▶ _Page excerpt_
━━━━━━━━━━

# Driveway that is safe for tree roots?



## zannej (Jul 25, 2014)

Since I don't have a garage, we generally park our Expedition in front of the house to the right of the sidewalk. It's shaded because of a 400 year old oak tree which is about 15 feet away. 

Unfortunately since it is just dirt, the dogs have decided to dig pits under the car and around it so it is full of holes and its not very easy for my mother to walk on without tripping because of the holes.

We need to figure out how to get the ground smooth and put down something that the dogs can't dig through but that will not harm the roots of the tree. I'd prefer something that will also keep weeds from growing up if possible.

Any suggestions for some material that would work and not be all bumpy and hard to walk on for someone with mobility issues?


----------



## oldognewtrick (Jul 25, 2014)

Gravel? .....


----------



## Chris (Jul 25, 2014)

Dogs usually hate gravel. I would use concrete or asphalt.


----------



## havasu (Jul 25, 2014)

I want to see a pic of the 400 year old tree!


----------



## Rusty (Jul 26, 2014)

If you put rock down, use pea gravel. It will pack down and be smooth for walking.


----------



## zannej (Jul 28, 2014)

Thanks for the suggestion. I don't want my dogs to like the driveway since I don't want them to go under the car and dig. The gravel we had in the past had some sharp edges and was unpleasant to walk on barefoot. That kind of rock could probably poke the roots of the tree.

Pea gravel is a type that is smooth, right?

━━━━━━━━━━

[Data listing]
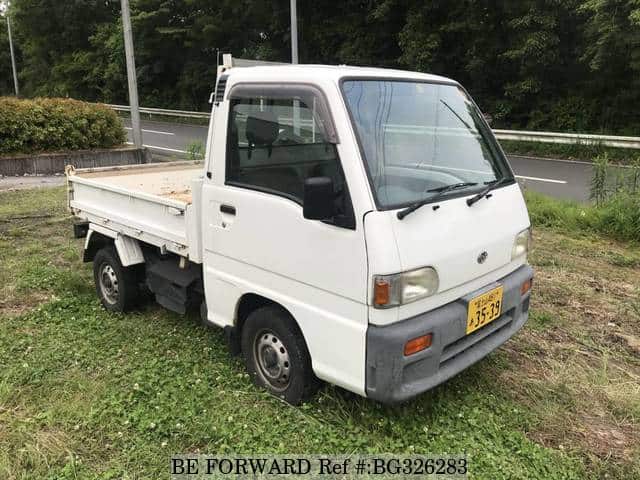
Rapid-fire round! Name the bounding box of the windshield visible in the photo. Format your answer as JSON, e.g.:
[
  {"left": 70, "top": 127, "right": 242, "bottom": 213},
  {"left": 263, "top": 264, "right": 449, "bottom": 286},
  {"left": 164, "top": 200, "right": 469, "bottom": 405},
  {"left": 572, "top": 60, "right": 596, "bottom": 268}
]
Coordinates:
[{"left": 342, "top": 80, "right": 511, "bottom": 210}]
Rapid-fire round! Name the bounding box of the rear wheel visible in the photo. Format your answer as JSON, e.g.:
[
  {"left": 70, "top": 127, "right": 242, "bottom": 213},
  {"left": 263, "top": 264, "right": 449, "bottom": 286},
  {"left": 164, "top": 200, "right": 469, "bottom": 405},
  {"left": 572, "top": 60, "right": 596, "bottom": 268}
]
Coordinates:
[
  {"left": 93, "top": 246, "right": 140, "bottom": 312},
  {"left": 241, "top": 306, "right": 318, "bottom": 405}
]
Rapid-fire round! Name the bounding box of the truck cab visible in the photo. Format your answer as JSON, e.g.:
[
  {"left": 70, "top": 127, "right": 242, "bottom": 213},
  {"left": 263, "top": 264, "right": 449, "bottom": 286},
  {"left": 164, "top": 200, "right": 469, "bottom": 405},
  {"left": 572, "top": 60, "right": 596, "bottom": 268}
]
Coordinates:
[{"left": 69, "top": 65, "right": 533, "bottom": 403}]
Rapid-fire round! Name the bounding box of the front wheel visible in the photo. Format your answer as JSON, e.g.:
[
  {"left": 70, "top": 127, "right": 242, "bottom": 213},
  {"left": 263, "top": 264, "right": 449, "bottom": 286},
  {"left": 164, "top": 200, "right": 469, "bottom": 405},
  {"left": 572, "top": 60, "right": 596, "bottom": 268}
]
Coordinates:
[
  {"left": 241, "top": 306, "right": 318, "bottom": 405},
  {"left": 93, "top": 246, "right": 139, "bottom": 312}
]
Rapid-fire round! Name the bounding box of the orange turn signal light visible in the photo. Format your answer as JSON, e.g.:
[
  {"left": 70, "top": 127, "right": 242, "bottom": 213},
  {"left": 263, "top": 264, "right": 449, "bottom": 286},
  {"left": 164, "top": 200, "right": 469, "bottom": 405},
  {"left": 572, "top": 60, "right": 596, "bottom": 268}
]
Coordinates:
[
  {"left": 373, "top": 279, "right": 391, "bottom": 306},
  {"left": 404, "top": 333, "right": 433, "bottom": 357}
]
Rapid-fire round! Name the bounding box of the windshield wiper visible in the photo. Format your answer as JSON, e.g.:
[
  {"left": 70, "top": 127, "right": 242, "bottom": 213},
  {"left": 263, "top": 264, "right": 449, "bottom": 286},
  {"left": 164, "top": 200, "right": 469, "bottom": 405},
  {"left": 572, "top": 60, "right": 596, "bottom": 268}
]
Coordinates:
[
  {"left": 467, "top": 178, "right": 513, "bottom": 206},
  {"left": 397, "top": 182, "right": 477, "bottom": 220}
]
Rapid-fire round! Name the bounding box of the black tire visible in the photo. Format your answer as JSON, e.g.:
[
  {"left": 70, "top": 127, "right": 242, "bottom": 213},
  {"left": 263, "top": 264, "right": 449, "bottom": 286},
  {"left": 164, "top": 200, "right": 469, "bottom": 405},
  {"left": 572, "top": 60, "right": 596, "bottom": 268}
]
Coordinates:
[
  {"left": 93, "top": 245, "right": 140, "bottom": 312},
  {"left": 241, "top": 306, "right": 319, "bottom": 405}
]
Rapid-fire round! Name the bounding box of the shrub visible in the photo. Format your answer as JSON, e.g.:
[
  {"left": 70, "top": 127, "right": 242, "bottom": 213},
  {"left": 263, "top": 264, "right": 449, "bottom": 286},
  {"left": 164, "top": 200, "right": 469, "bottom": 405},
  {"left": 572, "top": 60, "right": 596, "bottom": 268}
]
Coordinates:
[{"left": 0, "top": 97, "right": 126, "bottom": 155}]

━━━━━━━━━━

▶ _Goal A_
Answer these questions from the driveway thread:
(i) How far from the parking spot does the oak tree stand?
(ii) What type of gravel does Rusty advise using?
(iii) Which two materials does Chris say he would use?
▶ _Goal B_
Retype the part of the driveway thread between "Thanks for the" and "poke the roots of the tree.", inclusive.
▶ _Goal C_
Extend the forum thread about a driveway that is safe for tree roots from where it stops.

▶ _Task result A_
(i) About 15 feet.
(ii) Pea gravel.
(iii) Concrete or asphalt.

▶ _Task result B_
Thanks for the suggestion. I don't want my dogs to like the driveway since I don't want them to go under the car and dig. The gravel we had in the past had some sharp edges and was unpleasant to walk on barefoot. That kind of rock could probably poke the roots of the tree.

▶ _Task result C_
This is the tree before the section on the left broke off and fell on the car port and totaled two of our vehicles. It's also before the mirabalis jalapa (4 o'clock flowers) started growing like crazy all over. They smell nice at least.






Its also before a ton of trees grew up in the chicken yard and messed up the workshop side- you can sort of see the workshop off to the left.

I'd show the pics of the branch after it fell, but right now I can't get my photobucket page to load. I need to upload the pics to facebook later. 

I should move the car and take a picture of the driveway. Well, its only part of the driveway, I have a circular driveway but some low-hanging branches and a fallen oak branch are now blocking part of it. The whole drive was once covered in gravel. Its a sandy sort of texture and I used to go for walks barefoot at around 2 or 3 in the morning to get some excess energy out of my system when I couldn't sleep (on school nights I would go for walks around 4am). Excess energy is an alien to me now. LOL.


The only pic I have right now of the driveway was when it was covered in snow. (well, "covered" as much as snow covers things here-- it used to only snow once every 20 years and only lightly).


----------



## Rusty (Jul 29, 2014)

Why are you hiding your face in the picture?


----------



## oldognewtrick (Jul 29, 2014)

Rusty said:


> Why are you hiding your face in the picture?



Uh. I don't think he is...


----------



## havasu (Jul 29, 2014)

You sure?


----------



## zannej (Jul 29, 2014)

LOL. My sister said I should have covered up my brother's "flesh apron" instead of my face.


----------



## oldognewtrick (Jul 30, 2014)

havasu said:


> You sure?



Yep, I think zannej had the happy face on.


----------



## Rusty (Jul 30, 2014)

Then the other one is Balota?


----------



## havasu (Jul 30, 2014)

Rusty needs a vacation. Balota is the significant other for Windy, who is a fellow moderator on numerous gun forums I Admin.


----------



## Rusty (Jul 30, 2014)

You are right. I was thinking about the wrong person. Too many anonymous people on these forums. At least I use my picture.


----------



## havasu (Jul 30, 2014)

That's ok. I hear the memory is the second thing to go.


----------



## zannej (Jul 30, 2014)

I'm trying to remember what went first then.. My memory is already going... LOL. Oh wait.. my back... My back started going before my memory.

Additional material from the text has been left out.